● Records for this task:
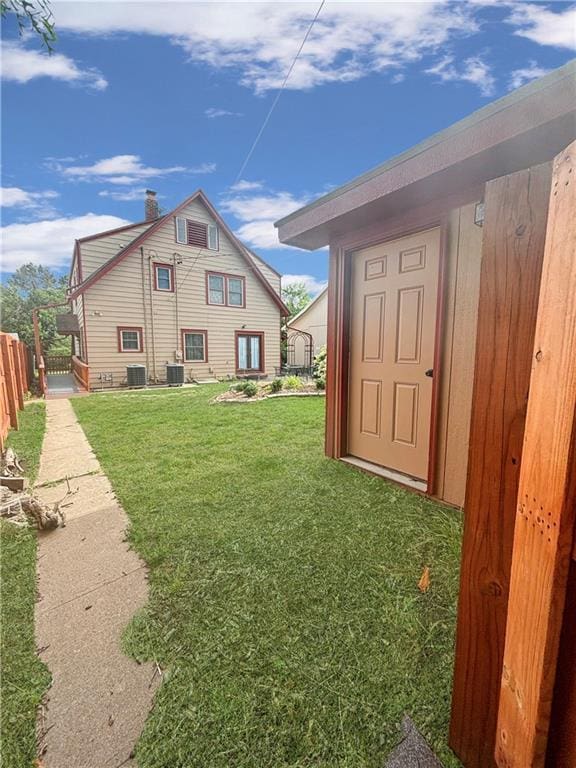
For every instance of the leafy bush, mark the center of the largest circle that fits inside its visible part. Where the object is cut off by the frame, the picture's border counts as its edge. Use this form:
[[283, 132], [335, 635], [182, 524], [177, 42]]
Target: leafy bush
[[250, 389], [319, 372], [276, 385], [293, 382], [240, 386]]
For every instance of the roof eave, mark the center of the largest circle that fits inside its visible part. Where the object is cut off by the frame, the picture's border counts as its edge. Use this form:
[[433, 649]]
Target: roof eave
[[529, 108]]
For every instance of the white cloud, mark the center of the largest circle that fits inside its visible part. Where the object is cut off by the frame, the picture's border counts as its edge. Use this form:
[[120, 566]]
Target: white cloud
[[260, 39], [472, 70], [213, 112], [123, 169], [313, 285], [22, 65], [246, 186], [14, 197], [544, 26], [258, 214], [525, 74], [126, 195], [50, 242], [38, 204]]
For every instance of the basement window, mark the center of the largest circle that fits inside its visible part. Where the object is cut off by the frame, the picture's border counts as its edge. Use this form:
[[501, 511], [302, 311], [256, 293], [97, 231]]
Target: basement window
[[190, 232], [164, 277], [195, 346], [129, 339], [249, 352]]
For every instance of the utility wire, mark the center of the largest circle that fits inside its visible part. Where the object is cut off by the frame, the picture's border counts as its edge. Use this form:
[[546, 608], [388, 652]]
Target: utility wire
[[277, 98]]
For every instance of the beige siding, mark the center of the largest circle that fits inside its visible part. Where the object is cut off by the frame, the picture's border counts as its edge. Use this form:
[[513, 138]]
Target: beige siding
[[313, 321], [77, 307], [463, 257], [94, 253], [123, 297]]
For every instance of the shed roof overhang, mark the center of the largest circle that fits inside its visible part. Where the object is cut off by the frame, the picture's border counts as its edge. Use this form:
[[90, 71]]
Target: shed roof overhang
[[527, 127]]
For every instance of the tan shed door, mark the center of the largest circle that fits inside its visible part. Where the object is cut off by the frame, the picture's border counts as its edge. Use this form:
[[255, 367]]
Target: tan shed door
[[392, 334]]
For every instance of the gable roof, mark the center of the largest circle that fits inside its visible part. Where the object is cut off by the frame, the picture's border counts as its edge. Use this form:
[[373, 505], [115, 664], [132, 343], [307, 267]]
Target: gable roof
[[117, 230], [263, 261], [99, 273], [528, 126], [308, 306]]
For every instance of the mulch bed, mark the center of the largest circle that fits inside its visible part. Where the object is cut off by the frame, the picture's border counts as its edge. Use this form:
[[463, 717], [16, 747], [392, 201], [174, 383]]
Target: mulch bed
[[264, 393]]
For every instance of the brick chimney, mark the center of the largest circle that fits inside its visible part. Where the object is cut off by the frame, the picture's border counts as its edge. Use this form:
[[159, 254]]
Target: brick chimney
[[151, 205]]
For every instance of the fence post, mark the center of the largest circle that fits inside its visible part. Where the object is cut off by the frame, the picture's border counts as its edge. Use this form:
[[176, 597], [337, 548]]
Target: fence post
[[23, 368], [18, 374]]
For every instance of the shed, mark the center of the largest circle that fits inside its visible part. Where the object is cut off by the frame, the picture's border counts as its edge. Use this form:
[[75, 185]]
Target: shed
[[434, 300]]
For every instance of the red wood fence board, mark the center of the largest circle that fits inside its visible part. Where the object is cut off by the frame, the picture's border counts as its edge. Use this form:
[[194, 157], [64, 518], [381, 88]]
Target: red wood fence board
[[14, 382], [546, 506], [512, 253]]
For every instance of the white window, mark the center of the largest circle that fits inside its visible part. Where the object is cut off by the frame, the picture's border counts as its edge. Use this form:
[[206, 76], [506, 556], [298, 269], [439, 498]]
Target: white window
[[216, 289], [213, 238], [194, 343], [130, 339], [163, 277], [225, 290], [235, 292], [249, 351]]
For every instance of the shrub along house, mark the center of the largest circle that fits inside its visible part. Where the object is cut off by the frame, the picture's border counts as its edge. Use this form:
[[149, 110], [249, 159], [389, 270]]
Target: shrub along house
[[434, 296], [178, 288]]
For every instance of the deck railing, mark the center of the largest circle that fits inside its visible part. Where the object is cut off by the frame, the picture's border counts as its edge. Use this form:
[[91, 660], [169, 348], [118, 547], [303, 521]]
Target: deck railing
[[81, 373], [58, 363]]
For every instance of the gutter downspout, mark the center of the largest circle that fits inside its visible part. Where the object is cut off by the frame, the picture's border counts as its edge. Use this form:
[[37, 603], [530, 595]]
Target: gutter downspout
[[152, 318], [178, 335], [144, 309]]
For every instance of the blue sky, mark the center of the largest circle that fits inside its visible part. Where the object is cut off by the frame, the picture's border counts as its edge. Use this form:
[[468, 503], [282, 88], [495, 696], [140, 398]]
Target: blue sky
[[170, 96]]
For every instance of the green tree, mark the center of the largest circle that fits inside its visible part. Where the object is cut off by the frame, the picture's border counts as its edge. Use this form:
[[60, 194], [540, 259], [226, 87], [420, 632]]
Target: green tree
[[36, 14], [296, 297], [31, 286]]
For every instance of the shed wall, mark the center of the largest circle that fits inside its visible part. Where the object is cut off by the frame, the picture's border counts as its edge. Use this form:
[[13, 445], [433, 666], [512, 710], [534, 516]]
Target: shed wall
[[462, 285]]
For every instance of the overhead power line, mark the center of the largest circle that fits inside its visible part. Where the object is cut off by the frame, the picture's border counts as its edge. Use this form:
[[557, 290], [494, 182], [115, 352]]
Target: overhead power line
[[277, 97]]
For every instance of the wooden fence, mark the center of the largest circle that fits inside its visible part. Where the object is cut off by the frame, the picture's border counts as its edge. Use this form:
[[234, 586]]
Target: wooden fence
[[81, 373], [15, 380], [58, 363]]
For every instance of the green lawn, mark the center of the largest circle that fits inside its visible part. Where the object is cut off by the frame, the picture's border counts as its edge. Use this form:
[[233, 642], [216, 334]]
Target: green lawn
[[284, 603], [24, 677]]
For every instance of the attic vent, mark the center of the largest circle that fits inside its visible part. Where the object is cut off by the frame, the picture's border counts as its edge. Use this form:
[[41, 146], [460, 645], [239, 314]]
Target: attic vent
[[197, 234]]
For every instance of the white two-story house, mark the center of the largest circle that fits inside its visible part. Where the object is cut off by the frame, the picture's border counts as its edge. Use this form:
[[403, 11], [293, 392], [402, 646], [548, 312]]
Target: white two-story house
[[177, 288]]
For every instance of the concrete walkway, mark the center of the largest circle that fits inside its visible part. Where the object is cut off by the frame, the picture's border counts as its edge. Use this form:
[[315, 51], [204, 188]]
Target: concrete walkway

● The task:
Put every line of the items above into a numbered list, leaving out blank lines and the pictures.

● Result:
1. For every instance of the leafy bush, mark the center of the largest circle that fits inside its visible part. Where the object is cut off by the frame, the picture's border counts as its edge. Use this form:
2. [[283, 132], [335, 635], [182, 524], [177, 42]]
3. Target: leafy bush
4. [[250, 389], [319, 372], [276, 385], [293, 382], [240, 386]]
5. For every instance of the roof eave, mark the center of the largest circle that fits inside its visible part. Where the object is cut off by the frame, the picture's border counts as its edge. Use this form:
6. [[433, 649]]
7. Target: roof eave
8. [[529, 108]]
9. For every instance of the white cloud, mark the center of the largest circle that fits inside its visible part. Where the object is cut off by the frame, the picture's border counts as its edge. Use this form:
10. [[120, 566]]
11. Target: white cloud
12. [[260, 39], [472, 70], [213, 112], [123, 169], [313, 285], [22, 65], [246, 186], [14, 197], [544, 26], [258, 214], [525, 74], [126, 195], [50, 242], [38, 204]]
13. For every instance of the basement window, mark the center of the largest circle that fits inside its visible part. Where the object is cut off by the frame, the picture's border counts as its edge. Use this form:
14. [[501, 511], [302, 311], [256, 293], [97, 231]]
15. Target: basement window
16. [[190, 232], [164, 277], [195, 346], [129, 339], [249, 352]]
17. For every instance of the utility wire, mark the center of the largest circle that fits inside its visible part. Where the object is cut off by the frame, the picture's border counts as its edge. Use this form:
18. [[546, 608], [388, 652]]
19. Target: utility wire
20. [[277, 98]]
21. For every instance of the beige siding, mark the center of the largest circle that fits inside its visible part. Where the object is cut off by the frame, the picture's border counts as its edge. Use this form:
22. [[513, 138]]
23. Target: beige siding
24. [[313, 321], [77, 307], [463, 257], [94, 253], [123, 297]]
25. For every instance of the shed roof overhang, mark the center of the largest circle that fits inside its visible part. Where the object is cut off by the frame, the picture's border counts as its edge. Use this form:
26. [[90, 71]]
27. Target: shed roof overhang
28. [[527, 127]]
29. For every instance of the tan shed door, mark the center of the largest circle that fits inside its visible part. Where the object is cut off by the frame, the picture's border counts as its edge. Use this form:
30. [[255, 367]]
31. Target: tan shed door
32. [[392, 334]]
33. For every instance of the gable roof, mark the center of the largest circle that fits inside its visible part. Where the object is cut off by the frame, the picture's border counts as its edge. Use this form:
34. [[373, 505], [115, 664], [132, 343], [307, 267]]
35. Target: gable roof
36. [[117, 230], [263, 261], [99, 273], [528, 126], [308, 306]]
37. For every instance of the mulch bed, mark the center of the largest circle that fits inside its visible part. Where the object is cut off by the frame, the picture's border counts as its edge. Use this form:
38. [[463, 717], [16, 747], [392, 201], [174, 383]]
39. Target: mulch bed
40. [[264, 393]]
41. For every instance of the brick chimney, mark the center of the largest circle that fits inside its visible part. Where the object is cut off by the frame, the picture's border counts as its edge. Use this form:
42. [[159, 254]]
43. Target: brick chimney
44. [[151, 205]]
45. For every instance of the fence post, mark the center of the largest circle that fits inside its visible part. Where the object is cut off by the frame, the picture's border counts as its edge. Use this form:
46. [[176, 597], [337, 548]]
47. Target: fence post
48. [[23, 368], [18, 374]]
49. For every instance of the shed, mark the center of the largest circle that fits inside its visible part. Where the object is cut off by the frame, the picture's border counts as its edge. Use this form:
50. [[75, 185]]
51. Target: shed
52. [[434, 300]]
53. For every instance of the red wood fence board, mark the center of the largest circle that fits inside its visible part. Where the object is cut off by the frame, the picture's border counts as its edge. Use this form:
54. [[194, 157], [64, 518], [381, 88]]
55. Target: red wood fence board
56. [[14, 382], [546, 506], [512, 253]]
57. For every instance of the white window, mark the center of the largest circle that fits inside its visible part. Where the object is cut off by the frame, the picture's border counts as its edge. Use this form:
58. [[206, 76], [506, 556], [298, 269], [439, 498]]
59. Target: white window
60. [[216, 289], [213, 238], [194, 343], [130, 339], [163, 277], [225, 290], [235, 292], [249, 351]]
61. For every instance of the shrub along house, mark the center of the largest circle that fits inside its visible part. Where the object is cut off by the frame, the picture's border counts as its edge. Use this form:
62. [[149, 110], [249, 159], [389, 270]]
63. Target: shrub along house
64. [[434, 296], [178, 288]]
65. For every instance of the deck railing, mark the center of the largest circle that fits inside its visible part. Where the object is cut off by the frame, the picture's border counts as its edge. Use this form:
66. [[91, 660], [169, 348], [118, 547], [303, 521]]
67. Target: deck railing
68. [[81, 373], [58, 363]]
69. For every instance of the gutter downspout, mark the center of the largest circle that fits inside its visible part. Where the object is cut off by the frame, the picture's border counts as its edge. Use this form:
70. [[37, 603], [530, 595]]
71. Target: gutter downspout
72. [[152, 318], [178, 335], [144, 309]]
73. For every instance of the blue sky, mark the center of the largest circle that fits inside its visible part. Where the object is cut off by the frame, the picture's border counts as its edge. Use this form:
74. [[468, 503], [282, 88], [495, 696], [140, 398]]
75. Target: blue sky
76. [[170, 96]]
77. For every instance of the green tree, mark the center of the largest circle that fits inside its visible part. Where the object is cut off by the frame, the picture's border counts as its edge. Use this form:
78. [[60, 194], [540, 259], [226, 87], [420, 632]]
79. Target: green tree
80. [[36, 14], [296, 297], [31, 286]]
81. For every instance of the shed wall, mark the center of the largest circle that fits inside its visible part. Where the object is cut off by the frame, the picture's border counts as its edge. Use this form:
82. [[13, 445], [433, 666], [512, 710], [534, 516]]
83. Target: shed wall
84. [[462, 285]]
85. For every instance of the overhead power line, mark the center of the largest circle that fits inside its visible part. Where the object is cut off by the frame, the picture's border counts as its edge. Use this form:
86. [[557, 290], [494, 182], [115, 352]]
87. Target: overhead power line
88. [[277, 97]]
89. For every instance of the wooden fence, mark the center of the largest circle that fits inside its visible part. Where the object is cut off by the frame, the picture's border counts as its edge. Use this form:
90. [[234, 586]]
91. Target: wooden fence
92. [[81, 373], [15, 380], [58, 363]]
93. For every instance of the green lawn, mark the center of the largest circle that fits inside its visible part. Where the object is cut off by the frame, the picture's border counts as its edge. Use this form:
94. [[233, 642], [216, 334]]
95. Target: green lawn
96. [[284, 603], [24, 677]]
97. For every instance of the attic vent, mark the center of the largest circle that fits inside its visible part. Where the object is cut off by the frame, the picture's border counts as its edge. Use this form:
98. [[41, 146], [460, 645], [239, 314]]
99. Target: attic vent
100. [[197, 234]]
101. For every instance of the white two-story house, mark the center of the largest circle that fits inside its visible part. Where the object is cut off by the frame, the picture's border counts as its edge. Use this form:
102. [[403, 11], [293, 392], [402, 646], [548, 312]]
103. Target: white two-story house
104. [[177, 288]]
105. For every instance of the concrete walkway, mark the center of the largest circle that fits inside its visible part. Where the object is cut off by the frame, the picture's border counts as its edge. Use this form:
106. [[315, 51], [204, 188]]
107. Target: concrete walkway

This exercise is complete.